> _What the exercise asks_: Within the lines below, find those that hold the string "place" and copy each one.

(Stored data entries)
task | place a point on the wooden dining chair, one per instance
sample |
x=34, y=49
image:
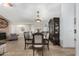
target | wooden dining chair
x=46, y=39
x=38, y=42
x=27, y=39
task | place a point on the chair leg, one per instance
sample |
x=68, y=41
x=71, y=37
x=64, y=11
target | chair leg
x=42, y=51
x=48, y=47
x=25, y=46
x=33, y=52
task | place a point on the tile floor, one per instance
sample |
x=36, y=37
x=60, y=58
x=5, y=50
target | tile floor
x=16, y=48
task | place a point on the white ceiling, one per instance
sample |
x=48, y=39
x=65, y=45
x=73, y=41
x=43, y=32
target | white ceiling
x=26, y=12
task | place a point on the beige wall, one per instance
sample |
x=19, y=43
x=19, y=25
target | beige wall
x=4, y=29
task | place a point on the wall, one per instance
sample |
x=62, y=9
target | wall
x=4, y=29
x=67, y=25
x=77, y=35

> _Written solution_:
task | place a point on the wooden dining chair, one per instance
task | place a point on the chair leg, one per instance
task | place a point on the tile floor, one per instance
task | place a point on the white ceiling, one per instance
task | place a point on the beige wall, one per instance
task | place a point on the wall, one per instance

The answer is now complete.